> **EXCERTO APRESENTADO**

--------

Tentar oferecer um panorama dos estudos até agora efectuados sobre
interdisciplinaridade. Tentar perceber o que por ela, e através dela,
se dá a pensar.
(...)
A
hipótese que organiza este livro é a de que, pela palavra
interdisciplinaridade se dá a pensar algo que porventura merece ser
pensado, que nela e por ela se procura pensar um fenómeno decisivo da
ciência contemporânea. Referimo-nos à clivagem, à passagem, ao
deslocamento no modelo analítico de uma ciência que se construiu desde
os seus começos como a procura de divisão de cada dificuldade no seu
conjunto de elementos ínfimos, isto é, que partiu do princípio de que
existe um conjunto finito de elementos constituintes, e que só a análise
de cada um desses elementos permite depois reconstituir o todo. Quer
isto dizer que o programa analítico está em crise? Não, isto quer
dizer que ele surge hoje como insuficiente. Este programa - temos que o
reconhecer - deu ao homem muitas e magnificas coisas, praticamente tudo
o que temos hoje como ciência, tudo o que enquadra a nossa vida e
constitui a base da nossa compreensão do mundo. Só que - temos também
que estar abertos a reconhecê-lo - há muita coisa que a própria ciência
produziu e que já não cabe neste programa. Se não podemos esquecer,
diminuir, negar os benefícios da ciência moderna, tanto em termos de
compreensão do mundo como de melhoria das nossas próprias vidas, isso
não pode ser impeditivo do reconhecimento dos custos que a especialização
trouxe consigo.
(...)
Paralelamente, é significativo que a investigação se faça cada vez
mais, não só no interior dos adquiridos de uma disciplina
especializada, mas no cruzamento das suas hipóteses e resultados com as
hipóteses e os resultados de outras disciplinas. Ou seja, o progresso
da ciência, a partir sobretudo da segunda metade do século XX, deixou
de poder ser pensado como linear. Num número cada vez maior de casos,
deixou de resultar de uma especialização cada vez mais funda mas, ao
contrário e cada vez mais, depende da fecundação recíproca de
diversas disciplinas, da transferência de conceitos, problemas e métodos,
numa palavra, do cruzamento interdisciplinar. Trata-se de reconhecer que
determinadas investigações reclamam a sua própria abertura para
conhecimentos que pertencem, tradicionalmente, ao domínio de outras
disciplinas e que só essa abertura vai permitir aceder a camadas mais
profundas da realidade que se quer estudar. Digamos que a ciência já
descobriu, ou está em vias de descobrir, tudo o que é possível
descobrir através da especialização.

--------

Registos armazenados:

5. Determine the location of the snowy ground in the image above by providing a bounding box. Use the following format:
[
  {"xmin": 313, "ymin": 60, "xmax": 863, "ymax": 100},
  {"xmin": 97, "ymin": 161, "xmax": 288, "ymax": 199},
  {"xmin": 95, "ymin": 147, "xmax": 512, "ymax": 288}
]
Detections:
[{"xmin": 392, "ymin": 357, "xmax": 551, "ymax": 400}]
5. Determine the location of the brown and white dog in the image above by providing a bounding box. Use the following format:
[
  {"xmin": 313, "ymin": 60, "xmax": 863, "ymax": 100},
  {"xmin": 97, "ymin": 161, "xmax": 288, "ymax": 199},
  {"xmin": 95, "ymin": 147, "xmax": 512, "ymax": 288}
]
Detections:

--------

> **TAREFA PROPOSTA 1**
Reescreva de forma mais concisa o parágrafo do excerto sobre interdisciplinaridade que começa por «Paralelamente, é significativo», mantendo as suas ideias principais.
> **TAREFA PROPOSTA 2**
Redija a continuação do excerto sobre interdisciplinaridade, começando logo após a sua última frase.

> **RESPOSTA AO EXERCÍCIO 1**
A investigação faz-se cada vez mais no cruzamento das hipóteses e dos resultados de várias disciplinas, e não apenas dentro de uma disciplina especializada. Sobretudo a partir da segunda metade do século XX, o progresso da ciência deixou de ser linear. Em cada vez mais casos, já não resulta de uma especialização mais funda. Depende antes da fecundação recíproca entre disciplinas e da transferência de conceitos, problemas e métodos. Certas investigações exigem abertura a conhecimentos tradicionalmente ligados a outras disciplinas, e só essa abertura permite aceder a camadas mais profundas da realidade estudada. A ciência já descobriu, ou está prestes a descobrir, tudo o que a especialização permite descobrir.

> **RESPOSTA AO EXERCÍCIO 2**
A partir de determinado momento, é o progresso da própria
especialização que exige o
cruzamento, a articulação entre domínios.
A bioquímica já tem 50 anos e se se constituiu com disciplina
científica não foi para responder a um qualquer apelo
interdisciplinar. Foi porque os biólogos e os químicos perceberam que
determinados problemas necessitavam da colaboração dessas duas
disciplinas. Da mesma maneira,
a recente constituição da cognição como objecto de estudo das ciências
cognitivas também não resultou de uma decisão voluntária ou
voluntarista de um filósofo, de um matemático, de um neurologista ou
de um homem da computação que, num dado momento, tivessem resolvido
fazer um novo arranjo interdisciplinar para ajudar a resolver um velho
problema. O que aconteceu
foi que, ao estudar esse problema, os investigadores perceberam a
necessidade de convocar outras especialidades. Esta é uma primeira razão
e, do meu ponto de vista, a estrutura básica da interdisciplinaridade.
Estamos,
pois, perante transformações epistemológicas muito profundas. É como
se o próprio mundo resistisse ao seu retalhamento disciplinar. Trata-se
de compreender que o progresso do conhecimento já não se dá apenas
pela especialização crescente, como estávamos habituados a pensar. A
ciência começa a aparecer como um processo que exige também um olhar
transversal. Há que abrir para o lado para ver outras coisas, ocultas a
um observador rigidamente disciplinar.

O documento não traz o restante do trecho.